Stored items
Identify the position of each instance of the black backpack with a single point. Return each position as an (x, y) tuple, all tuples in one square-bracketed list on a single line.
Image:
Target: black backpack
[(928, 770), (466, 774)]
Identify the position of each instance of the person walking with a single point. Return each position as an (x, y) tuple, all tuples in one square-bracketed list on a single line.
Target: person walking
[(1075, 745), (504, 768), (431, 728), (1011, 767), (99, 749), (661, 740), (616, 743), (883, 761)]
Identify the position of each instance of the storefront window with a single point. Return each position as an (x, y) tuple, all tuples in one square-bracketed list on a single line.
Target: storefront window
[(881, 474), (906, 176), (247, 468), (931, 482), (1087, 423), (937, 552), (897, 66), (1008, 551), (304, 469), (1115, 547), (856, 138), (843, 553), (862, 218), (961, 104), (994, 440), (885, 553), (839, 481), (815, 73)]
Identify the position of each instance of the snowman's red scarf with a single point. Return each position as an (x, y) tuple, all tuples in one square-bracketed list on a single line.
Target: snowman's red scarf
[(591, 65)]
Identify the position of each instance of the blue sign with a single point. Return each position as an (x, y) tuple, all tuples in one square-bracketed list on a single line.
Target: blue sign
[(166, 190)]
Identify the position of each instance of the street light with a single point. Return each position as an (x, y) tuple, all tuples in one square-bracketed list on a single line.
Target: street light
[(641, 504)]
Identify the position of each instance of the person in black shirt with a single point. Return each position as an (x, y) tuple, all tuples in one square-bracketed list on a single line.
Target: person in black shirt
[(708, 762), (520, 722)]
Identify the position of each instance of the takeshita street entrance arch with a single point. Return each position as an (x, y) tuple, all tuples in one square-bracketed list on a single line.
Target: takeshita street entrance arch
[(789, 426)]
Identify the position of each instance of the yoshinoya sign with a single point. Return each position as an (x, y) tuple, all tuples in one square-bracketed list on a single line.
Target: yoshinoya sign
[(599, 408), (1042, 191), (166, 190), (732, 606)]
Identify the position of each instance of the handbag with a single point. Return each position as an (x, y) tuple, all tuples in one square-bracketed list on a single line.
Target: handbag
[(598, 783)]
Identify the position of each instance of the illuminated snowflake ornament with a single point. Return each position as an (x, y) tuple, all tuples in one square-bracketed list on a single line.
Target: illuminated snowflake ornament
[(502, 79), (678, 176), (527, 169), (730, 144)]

# Problem details:
Output every record above, exactly as written.

# Solution for this problem:
Identify the position of each instance of the black backpack with a single point. Return each position as an (x, y) tuple, all tuples in one square-bracketed list on a single line.
Image:
Target: black backpack
[(928, 770), (466, 774)]
Identify the position of each instance of the person walking with a single point. Return each position as an (x, y) tuple, all tuples in one square-bracketed list on a single line.
Target: person walking
[(1075, 745), (504, 768), (431, 728), (1011, 767), (99, 749), (661, 740), (616, 743), (883, 761)]
Identify the position of each instance of the storefront window with a single point. Return each position as an (x, y) tuple, all tuples in one square-bracketed list on a single line.
Target: storefront window
[(881, 474), (906, 176), (247, 468), (931, 482), (1087, 423), (937, 552), (897, 66), (1008, 551), (304, 469), (1115, 547), (856, 138), (843, 553), (862, 218), (961, 104), (994, 440), (885, 553), (839, 481), (815, 73)]
Identify the position of each instance of the snowman's red scarf with a single point. Return each position as an (x, y) tuple, all tuples in one square-bracketed list on a single line.
Target: snowman's red scarf
[(591, 65)]
Identify the position of each instance of the blue sign with a single point. Return each position as an (x, y) tuple, all tuples in one square-bracketed list on a single line.
Target: blue sign
[(166, 190)]
Identify the position of each instance of the street light with a single point. Return each position as an (x, y) tuple, all tuples in one square-bracketed list on a single line.
Target: street light
[(641, 504)]
Identify the position of each instance of the person in black shirt with a single point. Return each position as an (x, y) tuple, all tuples in one square-bracketed list on a single line.
Target: person in black shirt
[(708, 762), (520, 722)]
Identify the position of each instance of the takeshita street entrance arch with a single point. Return each position as an (x, y) tuple, all tuples in one square-bracketed list on a single line.
Target: takeshita street entrance arch
[(789, 426)]
Identify the position of each instance of the yoshinoya sign with a single point. Return each position as an (x, y) tuple, all tuples in one square-bracketed list on a single line.
Target: yoshinoya sign
[(599, 408), (1042, 191), (166, 190), (732, 606)]
Identify the position of each instance of the handbag with a single point. Return each position as an (x, y) tuple, all tuples in one square-bracketed list on a single line.
Target: handbag
[(598, 783)]
Identify the position of each instance of the illuminated snowflake ornament with a single point. Return each position as an (x, y) tuple, all tuples in one square-bracketed list on a single line.
Target: illuminated snowflake ornament
[(502, 79), (678, 176), (527, 169), (730, 144)]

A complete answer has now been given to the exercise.